▶ DESCRIPTION OF THE TASK: Swap "pinpoint" for "identify" and output only the lines from the one that has "The scan above contains the woman's hair" through the one that has "[751,130,815,231]". Leave everything else in them unchanged.

▶ RECORDS TO USE:
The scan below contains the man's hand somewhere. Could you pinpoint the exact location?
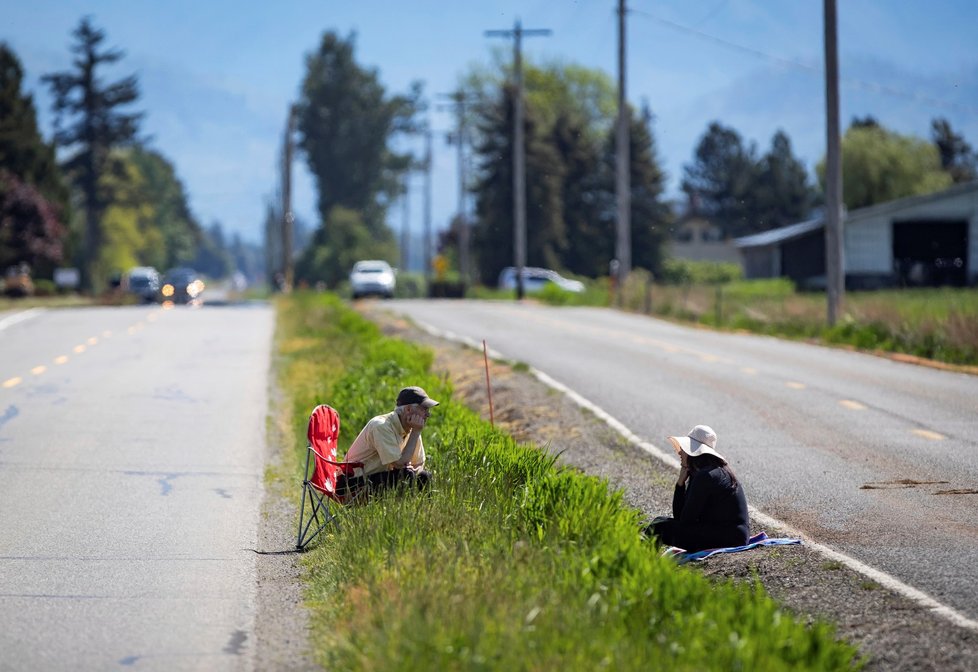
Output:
[404,408,428,431]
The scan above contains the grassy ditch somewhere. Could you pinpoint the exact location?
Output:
[277,293,858,670]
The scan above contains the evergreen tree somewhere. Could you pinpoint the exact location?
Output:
[551,112,614,278]
[473,86,567,284]
[126,146,201,268]
[629,110,672,275]
[682,122,758,236]
[931,118,978,184]
[751,131,815,231]
[43,17,142,289]
[298,32,420,232]
[0,42,68,213]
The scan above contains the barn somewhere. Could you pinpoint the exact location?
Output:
[733,181,978,289]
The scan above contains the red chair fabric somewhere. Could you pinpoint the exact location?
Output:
[306,404,363,504]
[296,404,363,550]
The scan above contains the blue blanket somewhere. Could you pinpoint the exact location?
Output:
[662,532,801,565]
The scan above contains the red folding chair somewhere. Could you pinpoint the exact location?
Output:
[295,404,363,551]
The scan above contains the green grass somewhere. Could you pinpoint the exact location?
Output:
[276,293,859,670]
[0,294,96,312]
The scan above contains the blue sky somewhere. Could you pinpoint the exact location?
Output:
[0,0,978,249]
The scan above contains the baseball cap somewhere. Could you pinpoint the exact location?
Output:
[396,386,438,408]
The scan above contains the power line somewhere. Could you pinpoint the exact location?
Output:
[629,9,978,114]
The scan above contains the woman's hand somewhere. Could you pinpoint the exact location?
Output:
[676,453,689,486]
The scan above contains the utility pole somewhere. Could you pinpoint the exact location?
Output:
[615,0,632,306]
[441,89,472,283]
[422,126,433,284]
[485,19,552,299]
[401,173,413,271]
[282,105,297,292]
[823,0,845,326]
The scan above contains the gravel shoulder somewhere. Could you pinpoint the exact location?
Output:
[360,303,978,671]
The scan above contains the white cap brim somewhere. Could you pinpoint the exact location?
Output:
[667,436,727,462]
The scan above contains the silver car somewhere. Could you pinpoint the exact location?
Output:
[350,259,395,299]
[499,266,584,294]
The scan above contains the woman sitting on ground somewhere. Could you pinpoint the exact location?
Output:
[645,425,749,553]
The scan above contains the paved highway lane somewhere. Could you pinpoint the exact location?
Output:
[0,306,273,670]
[384,301,978,619]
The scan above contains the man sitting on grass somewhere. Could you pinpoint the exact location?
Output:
[336,387,438,493]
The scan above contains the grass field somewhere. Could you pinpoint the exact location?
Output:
[276,293,859,670]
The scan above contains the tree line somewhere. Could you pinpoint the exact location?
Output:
[0,17,260,291]
[297,31,978,286]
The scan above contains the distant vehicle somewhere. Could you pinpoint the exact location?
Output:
[350,259,395,299]
[160,268,204,303]
[3,264,34,296]
[126,266,160,303]
[499,266,584,294]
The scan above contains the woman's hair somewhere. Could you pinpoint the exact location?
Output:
[687,453,737,490]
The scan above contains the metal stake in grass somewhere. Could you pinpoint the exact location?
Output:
[482,339,496,427]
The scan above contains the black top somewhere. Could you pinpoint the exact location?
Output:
[672,467,749,550]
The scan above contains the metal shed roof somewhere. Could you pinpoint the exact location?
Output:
[733,217,825,247]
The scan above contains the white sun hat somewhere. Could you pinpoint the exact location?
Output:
[668,425,727,462]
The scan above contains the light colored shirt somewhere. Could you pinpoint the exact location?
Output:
[344,411,424,476]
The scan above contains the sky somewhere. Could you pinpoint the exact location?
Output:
[0,0,978,260]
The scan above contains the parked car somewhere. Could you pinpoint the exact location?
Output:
[499,266,584,294]
[3,264,34,297]
[126,266,160,303]
[350,259,396,299]
[160,268,204,303]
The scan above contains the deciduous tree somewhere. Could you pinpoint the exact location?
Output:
[818,126,951,210]
[0,170,64,276]
[930,118,978,183]
[751,130,815,231]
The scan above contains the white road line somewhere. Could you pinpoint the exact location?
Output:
[414,319,978,632]
[0,308,47,331]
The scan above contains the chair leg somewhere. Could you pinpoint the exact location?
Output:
[295,483,340,551]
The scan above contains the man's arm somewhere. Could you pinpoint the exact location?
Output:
[394,428,421,469]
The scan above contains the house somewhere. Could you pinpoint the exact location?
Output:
[733,181,978,289]
[668,210,740,264]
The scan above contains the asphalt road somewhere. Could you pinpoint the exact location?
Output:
[384,301,978,619]
[0,305,273,670]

▶ OUTPUT FOR THIS TASK:
The scan above contains the woman's hair somewhere. Could you identify the exact location?
Output:
[687,453,737,490]
The scan above contains the metal stake in grass somewhere. Could you identify the exact location?
Output:
[482,339,496,427]
The scan above contains the black top somewhere. Could you identify the exact location?
Output:
[672,467,749,550]
The scan above contains the metal shed roof somewhere. Could you identify the exact location?
Output:
[733,217,825,247]
The scan above contains the white sun hat somewhere. Could you identify the exact location?
Output:
[668,425,727,462]
The scan above contains the light colored shirt somewhere. Could you identify the exact location?
Output:
[344,411,424,476]
The scan above contains the sky somewhere. Could you identify the exact location?
Output:
[0,0,978,260]
The scan above contains the parked car somewhere. Could you identify the exact location?
Output:
[499,266,584,294]
[3,264,34,297]
[126,266,160,303]
[350,259,396,299]
[160,268,204,303]
The scan above contains the deciduous tree somewhere. Could you identify the exact location?
Output:
[818,126,951,210]
[0,170,64,276]
[930,118,978,183]
[751,130,815,231]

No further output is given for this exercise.